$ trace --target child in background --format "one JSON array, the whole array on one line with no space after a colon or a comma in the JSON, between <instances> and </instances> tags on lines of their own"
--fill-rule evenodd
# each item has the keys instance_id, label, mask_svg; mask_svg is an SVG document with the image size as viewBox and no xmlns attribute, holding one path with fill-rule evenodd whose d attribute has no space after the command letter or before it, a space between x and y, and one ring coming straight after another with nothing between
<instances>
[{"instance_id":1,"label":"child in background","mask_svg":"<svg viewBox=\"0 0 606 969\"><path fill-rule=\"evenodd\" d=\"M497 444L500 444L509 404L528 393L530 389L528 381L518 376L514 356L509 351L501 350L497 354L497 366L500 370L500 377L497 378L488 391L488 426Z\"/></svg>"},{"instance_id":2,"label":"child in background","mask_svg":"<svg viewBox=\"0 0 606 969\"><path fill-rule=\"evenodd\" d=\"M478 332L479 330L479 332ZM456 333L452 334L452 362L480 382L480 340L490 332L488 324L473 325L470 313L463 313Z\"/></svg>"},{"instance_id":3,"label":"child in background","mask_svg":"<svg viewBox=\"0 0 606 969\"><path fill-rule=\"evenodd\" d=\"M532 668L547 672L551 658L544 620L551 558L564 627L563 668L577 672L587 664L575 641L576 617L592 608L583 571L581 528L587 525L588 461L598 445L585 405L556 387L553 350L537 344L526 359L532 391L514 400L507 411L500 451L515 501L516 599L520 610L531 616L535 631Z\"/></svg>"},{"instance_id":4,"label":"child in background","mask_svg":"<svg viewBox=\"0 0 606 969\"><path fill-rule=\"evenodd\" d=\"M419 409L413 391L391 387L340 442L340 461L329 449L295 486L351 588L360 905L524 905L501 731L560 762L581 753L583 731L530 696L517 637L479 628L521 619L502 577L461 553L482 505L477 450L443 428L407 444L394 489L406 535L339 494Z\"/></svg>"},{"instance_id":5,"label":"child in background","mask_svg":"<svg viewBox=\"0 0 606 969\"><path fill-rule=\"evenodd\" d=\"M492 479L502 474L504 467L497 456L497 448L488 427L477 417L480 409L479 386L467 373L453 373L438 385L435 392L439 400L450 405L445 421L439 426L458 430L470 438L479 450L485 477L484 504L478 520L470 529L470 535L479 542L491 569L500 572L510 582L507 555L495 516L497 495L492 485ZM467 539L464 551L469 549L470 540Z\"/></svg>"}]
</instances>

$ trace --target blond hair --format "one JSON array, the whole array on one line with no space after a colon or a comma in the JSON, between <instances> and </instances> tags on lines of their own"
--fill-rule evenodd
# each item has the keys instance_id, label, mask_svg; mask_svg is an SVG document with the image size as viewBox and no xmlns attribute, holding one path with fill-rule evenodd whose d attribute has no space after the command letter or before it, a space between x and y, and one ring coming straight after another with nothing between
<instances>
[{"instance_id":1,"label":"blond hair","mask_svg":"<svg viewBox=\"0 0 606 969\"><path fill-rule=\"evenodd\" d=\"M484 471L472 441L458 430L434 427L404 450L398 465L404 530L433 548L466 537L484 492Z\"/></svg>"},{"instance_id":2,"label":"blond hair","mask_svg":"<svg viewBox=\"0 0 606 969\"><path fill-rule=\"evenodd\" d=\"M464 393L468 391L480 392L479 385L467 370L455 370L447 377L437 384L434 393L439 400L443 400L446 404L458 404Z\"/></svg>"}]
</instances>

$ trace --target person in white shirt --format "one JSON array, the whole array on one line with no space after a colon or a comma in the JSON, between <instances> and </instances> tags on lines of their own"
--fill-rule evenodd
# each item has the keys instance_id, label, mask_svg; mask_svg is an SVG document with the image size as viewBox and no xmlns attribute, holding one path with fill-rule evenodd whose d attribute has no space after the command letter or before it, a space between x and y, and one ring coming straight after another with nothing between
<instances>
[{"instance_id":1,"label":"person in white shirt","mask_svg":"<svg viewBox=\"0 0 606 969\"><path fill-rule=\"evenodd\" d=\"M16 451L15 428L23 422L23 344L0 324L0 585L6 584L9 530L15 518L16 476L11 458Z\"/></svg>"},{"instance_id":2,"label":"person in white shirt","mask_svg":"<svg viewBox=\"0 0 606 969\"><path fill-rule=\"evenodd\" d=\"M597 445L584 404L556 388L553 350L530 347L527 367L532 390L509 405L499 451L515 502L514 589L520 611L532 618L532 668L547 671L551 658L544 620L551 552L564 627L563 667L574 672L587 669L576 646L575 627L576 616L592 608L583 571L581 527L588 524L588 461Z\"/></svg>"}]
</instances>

# # # #

Please lay out the lines as a Markdown table with the columns Row and Line, numbering each row. Begin at the line that contains "trace --target blond", stop after the last line, and leave out blank lines.

| Row | Line |
|---|---|
| 1 | $ trace --target blond hair --format "one JSON array, the whole array on one line with no space after a colon or a comma in the JSON, between <instances> and </instances> tags on lines of their own" |
| 2 | --fill-rule evenodd |
| 3 | # each item has the keys instance_id, label, mask_svg; mask_svg is an SVG document with the image size as viewBox and no xmlns attribute, holding one path with fill-rule evenodd whose d attribute has no space after the command letter or before it, a space between x and y, and one ring coming straight after another with nothing between |
| 4 | <instances> |
| 5 | [{"instance_id":1,"label":"blond hair","mask_svg":"<svg viewBox=\"0 0 606 969\"><path fill-rule=\"evenodd\" d=\"M484 471L472 441L458 430L434 427L404 450L398 465L404 530L433 548L466 537L484 492Z\"/></svg>"},{"instance_id":2,"label":"blond hair","mask_svg":"<svg viewBox=\"0 0 606 969\"><path fill-rule=\"evenodd\" d=\"M464 393L468 391L480 392L479 385L467 370L455 370L447 377L437 384L434 393L439 400L443 400L446 404L458 404Z\"/></svg>"}] |
| 6 | </instances> |
| 7 | $ trace --target person in white shirt --format "one JSON array, the whole array on one line with no space after a colon or a comma in the JSON, between <instances> and </instances> tags on lines of their own" |
| 8 | --fill-rule evenodd |
| 9 | # each item has the keys instance_id, label, mask_svg; mask_svg is an SVG document with the image size as viewBox and no xmlns attribute, holding one path with fill-rule evenodd whose d attribute has no space after the command letter or before it, a space between x and y, and one ring coming straight after another with nothing between |
| 10 | <instances> |
| 11 | [{"instance_id":1,"label":"person in white shirt","mask_svg":"<svg viewBox=\"0 0 606 969\"><path fill-rule=\"evenodd\" d=\"M16 451L15 428L23 422L23 344L0 324L0 585L6 584L9 530L15 518L16 476L11 458Z\"/></svg>"},{"instance_id":2,"label":"person in white shirt","mask_svg":"<svg viewBox=\"0 0 606 969\"><path fill-rule=\"evenodd\" d=\"M597 445L584 404L556 388L553 350L530 347L527 367L532 390L509 405L499 451L515 502L514 589L520 611L532 618L532 668L547 671L551 658L544 620L551 552L564 627L563 667L574 672L587 669L576 646L575 627L576 616L592 608L583 571L581 527L588 524L588 461Z\"/></svg>"}] |
| 12 | </instances> |